(Beginning of Selected text)

Background: The exact pathogenic role of oxidative stress in the development of allergic airway inflammation is still largely unknown.
Objective: To investigate a possible link between increased pulmonary oxidative stress and the pivotal features of asthma during the mounting of an allergic inflammatory response.
Methods: To determine the relationship between oxidative stress and allergic inflammatory responses, we evaluated the sequential kinetics of oxidative stress in the lung, the development of airway inflammation, mucin hypersecretion, and airway hyperresponsiveness (AHR) in an ovalbumin (OVA)-sensitized and challenged mouse with and without antioxidant. Parameters were measured at 9 points for more than 28 days, starting from the first day of OVA challenge with or without antioxidant treatment. The ratio of reduced to oxidized glutathione in the lungs and levels of intracellular reactive oxygen species (ROS) in the bronchial epithelium were serially measured. Bronchoalveolar lavage fluid cells, histopathologic features, and AHR were analyzed at the same time points.

(End of Selected text)
(Beginning of Supplied data)

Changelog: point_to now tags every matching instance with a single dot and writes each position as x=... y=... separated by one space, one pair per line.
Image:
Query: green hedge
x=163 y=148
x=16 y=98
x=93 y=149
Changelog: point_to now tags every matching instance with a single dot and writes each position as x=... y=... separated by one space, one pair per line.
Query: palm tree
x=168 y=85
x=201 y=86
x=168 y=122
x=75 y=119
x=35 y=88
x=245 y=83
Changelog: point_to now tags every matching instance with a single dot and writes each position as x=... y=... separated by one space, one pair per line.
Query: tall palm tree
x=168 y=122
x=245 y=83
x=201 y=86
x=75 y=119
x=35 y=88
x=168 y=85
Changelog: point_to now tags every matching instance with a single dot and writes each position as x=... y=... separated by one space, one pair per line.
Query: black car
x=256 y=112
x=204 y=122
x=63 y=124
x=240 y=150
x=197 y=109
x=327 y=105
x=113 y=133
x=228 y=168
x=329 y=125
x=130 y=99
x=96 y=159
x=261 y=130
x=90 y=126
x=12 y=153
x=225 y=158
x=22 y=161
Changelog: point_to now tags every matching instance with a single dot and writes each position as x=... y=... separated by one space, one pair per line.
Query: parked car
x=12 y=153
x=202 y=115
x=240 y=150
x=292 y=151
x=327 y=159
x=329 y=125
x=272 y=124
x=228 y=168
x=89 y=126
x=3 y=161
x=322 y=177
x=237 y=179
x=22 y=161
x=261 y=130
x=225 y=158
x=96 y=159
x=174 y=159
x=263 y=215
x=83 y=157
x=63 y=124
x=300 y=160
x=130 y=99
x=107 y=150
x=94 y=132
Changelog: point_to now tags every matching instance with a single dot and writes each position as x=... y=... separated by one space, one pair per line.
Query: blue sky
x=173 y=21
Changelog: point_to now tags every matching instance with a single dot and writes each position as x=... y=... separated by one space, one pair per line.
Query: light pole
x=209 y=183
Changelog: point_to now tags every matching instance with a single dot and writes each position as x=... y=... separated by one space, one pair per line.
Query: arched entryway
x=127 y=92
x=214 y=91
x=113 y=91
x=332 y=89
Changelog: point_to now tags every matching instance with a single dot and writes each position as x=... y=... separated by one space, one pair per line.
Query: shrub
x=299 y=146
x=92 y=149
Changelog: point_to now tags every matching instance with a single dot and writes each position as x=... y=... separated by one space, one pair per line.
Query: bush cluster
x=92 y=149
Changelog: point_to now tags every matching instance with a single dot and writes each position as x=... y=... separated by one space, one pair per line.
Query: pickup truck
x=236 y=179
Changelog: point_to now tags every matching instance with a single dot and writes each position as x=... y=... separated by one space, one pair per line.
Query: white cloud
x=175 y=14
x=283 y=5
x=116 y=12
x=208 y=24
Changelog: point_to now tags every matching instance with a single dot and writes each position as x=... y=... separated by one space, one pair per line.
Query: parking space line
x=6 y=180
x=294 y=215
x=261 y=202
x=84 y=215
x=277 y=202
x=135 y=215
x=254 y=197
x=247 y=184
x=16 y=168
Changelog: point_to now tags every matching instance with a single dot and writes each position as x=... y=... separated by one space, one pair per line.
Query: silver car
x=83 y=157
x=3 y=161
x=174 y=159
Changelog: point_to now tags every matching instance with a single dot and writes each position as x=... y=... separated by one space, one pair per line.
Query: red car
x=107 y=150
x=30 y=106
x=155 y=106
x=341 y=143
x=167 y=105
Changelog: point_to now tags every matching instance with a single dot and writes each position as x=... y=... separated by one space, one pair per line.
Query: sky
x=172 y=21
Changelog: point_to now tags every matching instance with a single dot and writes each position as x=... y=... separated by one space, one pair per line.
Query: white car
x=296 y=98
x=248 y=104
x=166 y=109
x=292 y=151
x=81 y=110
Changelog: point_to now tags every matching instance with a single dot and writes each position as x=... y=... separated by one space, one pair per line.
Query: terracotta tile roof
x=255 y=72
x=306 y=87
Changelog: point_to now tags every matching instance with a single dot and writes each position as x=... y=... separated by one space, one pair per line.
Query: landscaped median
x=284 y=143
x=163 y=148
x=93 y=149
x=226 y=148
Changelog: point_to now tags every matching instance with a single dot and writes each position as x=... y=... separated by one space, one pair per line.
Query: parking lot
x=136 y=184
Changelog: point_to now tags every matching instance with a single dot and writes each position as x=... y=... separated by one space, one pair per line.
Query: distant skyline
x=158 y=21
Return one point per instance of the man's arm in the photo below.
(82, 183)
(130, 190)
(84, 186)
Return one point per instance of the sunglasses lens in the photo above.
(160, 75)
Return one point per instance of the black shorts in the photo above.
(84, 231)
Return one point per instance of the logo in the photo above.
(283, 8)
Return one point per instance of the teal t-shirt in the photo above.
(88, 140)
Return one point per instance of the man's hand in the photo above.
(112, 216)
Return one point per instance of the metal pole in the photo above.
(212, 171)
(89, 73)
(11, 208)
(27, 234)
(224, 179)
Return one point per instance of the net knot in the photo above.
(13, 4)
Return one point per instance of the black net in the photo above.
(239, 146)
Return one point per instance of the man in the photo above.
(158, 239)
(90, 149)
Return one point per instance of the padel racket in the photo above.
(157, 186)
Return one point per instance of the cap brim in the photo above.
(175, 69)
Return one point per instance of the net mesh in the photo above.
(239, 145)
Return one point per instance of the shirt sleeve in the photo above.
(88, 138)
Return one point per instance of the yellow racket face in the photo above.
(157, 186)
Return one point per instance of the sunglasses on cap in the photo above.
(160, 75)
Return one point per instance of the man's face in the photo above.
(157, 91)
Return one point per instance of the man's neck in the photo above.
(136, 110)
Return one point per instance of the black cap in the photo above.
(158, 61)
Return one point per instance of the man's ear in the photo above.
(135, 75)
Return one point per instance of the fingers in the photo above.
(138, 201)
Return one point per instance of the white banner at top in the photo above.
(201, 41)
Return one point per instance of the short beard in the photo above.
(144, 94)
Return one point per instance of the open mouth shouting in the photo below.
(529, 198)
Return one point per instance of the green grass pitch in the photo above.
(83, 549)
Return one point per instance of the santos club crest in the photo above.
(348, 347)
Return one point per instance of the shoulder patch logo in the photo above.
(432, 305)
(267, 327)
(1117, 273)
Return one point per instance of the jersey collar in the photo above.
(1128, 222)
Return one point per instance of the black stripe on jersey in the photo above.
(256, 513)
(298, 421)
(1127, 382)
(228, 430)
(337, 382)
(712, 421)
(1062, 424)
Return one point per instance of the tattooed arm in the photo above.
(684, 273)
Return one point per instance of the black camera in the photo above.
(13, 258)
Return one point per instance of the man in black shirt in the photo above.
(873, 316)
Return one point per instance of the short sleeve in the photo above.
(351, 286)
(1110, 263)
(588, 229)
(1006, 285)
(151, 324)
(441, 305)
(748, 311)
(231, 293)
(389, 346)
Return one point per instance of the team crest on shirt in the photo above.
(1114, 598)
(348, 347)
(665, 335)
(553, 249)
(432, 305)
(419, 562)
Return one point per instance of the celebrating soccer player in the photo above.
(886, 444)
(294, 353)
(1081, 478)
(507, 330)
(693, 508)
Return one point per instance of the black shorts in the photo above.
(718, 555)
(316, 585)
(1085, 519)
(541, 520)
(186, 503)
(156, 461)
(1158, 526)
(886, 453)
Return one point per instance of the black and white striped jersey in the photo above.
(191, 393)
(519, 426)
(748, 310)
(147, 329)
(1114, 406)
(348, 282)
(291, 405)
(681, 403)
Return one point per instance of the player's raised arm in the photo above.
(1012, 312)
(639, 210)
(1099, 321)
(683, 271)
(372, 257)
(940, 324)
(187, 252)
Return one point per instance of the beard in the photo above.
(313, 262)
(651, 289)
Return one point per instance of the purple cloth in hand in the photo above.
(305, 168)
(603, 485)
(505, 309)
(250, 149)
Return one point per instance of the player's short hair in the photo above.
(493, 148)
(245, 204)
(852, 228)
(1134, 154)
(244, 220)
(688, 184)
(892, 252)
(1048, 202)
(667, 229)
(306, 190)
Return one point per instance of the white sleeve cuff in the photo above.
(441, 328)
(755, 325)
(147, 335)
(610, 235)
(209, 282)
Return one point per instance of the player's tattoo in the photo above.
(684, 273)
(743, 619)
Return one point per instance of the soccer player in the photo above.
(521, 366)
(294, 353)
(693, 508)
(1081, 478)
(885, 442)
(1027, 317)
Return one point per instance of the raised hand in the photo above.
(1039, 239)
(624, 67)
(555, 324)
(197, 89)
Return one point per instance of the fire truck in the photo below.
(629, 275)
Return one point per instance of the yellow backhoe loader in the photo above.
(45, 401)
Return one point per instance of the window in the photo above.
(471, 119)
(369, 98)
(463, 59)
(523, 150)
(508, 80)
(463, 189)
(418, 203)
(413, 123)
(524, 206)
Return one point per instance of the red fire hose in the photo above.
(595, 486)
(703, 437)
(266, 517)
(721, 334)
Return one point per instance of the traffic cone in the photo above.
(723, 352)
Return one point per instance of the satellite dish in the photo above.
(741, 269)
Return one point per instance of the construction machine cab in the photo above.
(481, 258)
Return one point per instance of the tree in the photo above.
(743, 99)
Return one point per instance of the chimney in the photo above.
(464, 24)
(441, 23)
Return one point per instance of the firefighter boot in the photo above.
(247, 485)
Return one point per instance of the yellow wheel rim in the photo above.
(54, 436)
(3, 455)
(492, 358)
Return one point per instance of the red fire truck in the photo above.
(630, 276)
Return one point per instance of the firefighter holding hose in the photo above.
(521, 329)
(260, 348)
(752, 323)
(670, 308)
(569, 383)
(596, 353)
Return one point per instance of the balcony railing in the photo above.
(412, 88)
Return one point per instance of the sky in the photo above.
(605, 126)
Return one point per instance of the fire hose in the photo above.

(End of Supplied data)

→ **Required work**:
1 - Answer these questions about the abstract on oxidative stress and allergic airway inflammation:
(a) What kind of animal was sensitized and challenged with ovalbumin?
(b) At how many points were the parameters measured?
(c) In what tissue were levels of intracellular reactive oxygen species measured?
2 - Reproduce the abstract on oxidative stress and allergic airway inflammation from "Methods: To determine" up to and including "same time points.".
3 - Carry on writing the abstract on oxidative stress and allergic airway inflammation, starting after its last sentence.

→ **Written answers**:
1 -
(a) A mouse.
(b) At 9 points.
(c) In the bronchial epithelium.

2 -
Methods: To determine the relationship between oxidative stress and allergic inflammatory responses, we evaluated the sequential kinetics of oxidative stress in the lung, the development of airway inflammation, mucin hypersecretion, and airway hyperresponsiveness (AHR) in an ovalbumin (OVA)-sensitized and challenged mouse with and without antioxidant. Parameters were measured at 9 points for more than 28 days, starting from the first day of OVA challenge with or without antioxidant treatment. The ratio of reduced to oxidized glutathione in the lungs and levels of intracellular reactive oxygen species (ROS) in the bronchial epithelium were serially measured. Bronchoalveolar lavage fluid cells, histopathologic features, and AHR were analyzed at the same time points.

3 -
Results: The reduced to oxidized glutathione ratio was reduced from immediately after OVA challenge to day 1, remained at this level until day 1, and rapidly recovered to the normal level after more than 2 days. Intracellular ROS levels in the bronchial epithelium followed similar kinetics. The inflammatory cells in bronchoalveolar lavage fluid reached a maximum of 3 days and decreased progressively thereafter. Histopathologic examination revealed that substantial airway inflammation persisted through day 28. The proportion of mucin-producing epithelial cells significantly increased after day 1, reached a maximum at day 3, and remained at this level until day 5. The AHR peaked on day 1 and normalized within 5 days. The pretreatment of antioxidant significantly reduced not only the increased ROS levels but also development of other phenotypes of asthma.
Conclusion: These results indicate that increased oxidative stress in the lung precedes other pivotal phenotypes of allergic airway disease, suggesting a critical role for increased oxidative stress in the induction of allergic airway inflammation.